##### EXERCISE INPUT

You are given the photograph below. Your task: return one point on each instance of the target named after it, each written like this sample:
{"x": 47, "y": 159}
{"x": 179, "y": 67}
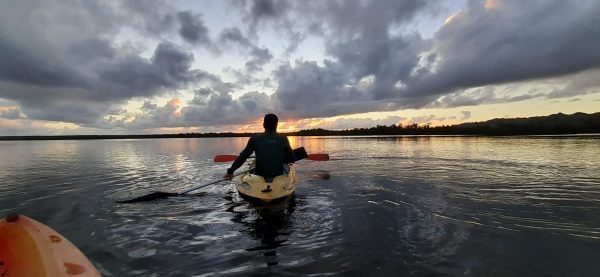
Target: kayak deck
{"x": 30, "y": 248}
{"x": 257, "y": 188}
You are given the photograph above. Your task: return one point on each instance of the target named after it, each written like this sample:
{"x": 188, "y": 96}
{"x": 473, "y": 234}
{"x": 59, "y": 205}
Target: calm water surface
{"x": 383, "y": 206}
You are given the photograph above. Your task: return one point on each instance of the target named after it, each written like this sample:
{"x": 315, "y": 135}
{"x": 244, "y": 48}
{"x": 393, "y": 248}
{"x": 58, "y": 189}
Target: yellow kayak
{"x": 256, "y": 187}
{"x": 29, "y": 248}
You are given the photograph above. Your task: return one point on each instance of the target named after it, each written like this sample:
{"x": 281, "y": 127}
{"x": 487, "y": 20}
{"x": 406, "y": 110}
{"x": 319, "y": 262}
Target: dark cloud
{"x": 218, "y": 108}
{"x": 579, "y": 84}
{"x": 267, "y": 8}
{"x": 10, "y": 113}
{"x": 259, "y": 56}
{"x": 192, "y": 29}
{"x": 74, "y": 63}
{"x": 148, "y": 106}
{"x": 465, "y": 115}
{"x": 169, "y": 68}
{"x": 513, "y": 41}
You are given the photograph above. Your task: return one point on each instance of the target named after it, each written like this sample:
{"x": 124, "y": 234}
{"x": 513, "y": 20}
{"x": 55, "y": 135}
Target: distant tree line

##########

- **WORK INSTRUCTIONS**: Write out all the entries word for word, but skip any images.

- **SOLUTION**:
You are given the photograph below. Your task: return one point on each instance of the target named after it, each written like this sample:
{"x": 47, "y": 159}
{"x": 179, "y": 67}
Target: kayak deck
{"x": 30, "y": 248}
{"x": 257, "y": 188}
You are given the photograph above. Your task: return one point on each instance of the target named after it, each written like this sample:
{"x": 188, "y": 96}
{"x": 473, "y": 234}
{"x": 59, "y": 205}
Target: calm water surface
{"x": 383, "y": 206}
You are given the photograph above. Your task: return one point on each instance of the target named after it, each written like this sample:
{"x": 315, "y": 135}
{"x": 244, "y": 48}
{"x": 393, "y": 248}
{"x": 58, "y": 189}
Target: yellow kayak
{"x": 256, "y": 187}
{"x": 29, "y": 248}
You are given the photograph above. Your task: return one point on each instance of the target named after it, each written like this sample:
{"x": 281, "y": 127}
{"x": 487, "y": 20}
{"x": 406, "y": 110}
{"x": 319, "y": 262}
Target: dark cloud
{"x": 218, "y": 108}
{"x": 579, "y": 84}
{"x": 267, "y": 8}
{"x": 10, "y": 113}
{"x": 259, "y": 56}
{"x": 192, "y": 29}
{"x": 74, "y": 63}
{"x": 148, "y": 106}
{"x": 465, "y": 115}
{"x": 169, "y": 68}
{"x": 513, "y": 41}
You are given the photograph above. Your task: return one point on each instance of the target named after it, each written like this sample:
{"x": 124, "y": 234}
{"x": 513, "y": 20}
{"x": 55, "y": 135}
Target: distant tree line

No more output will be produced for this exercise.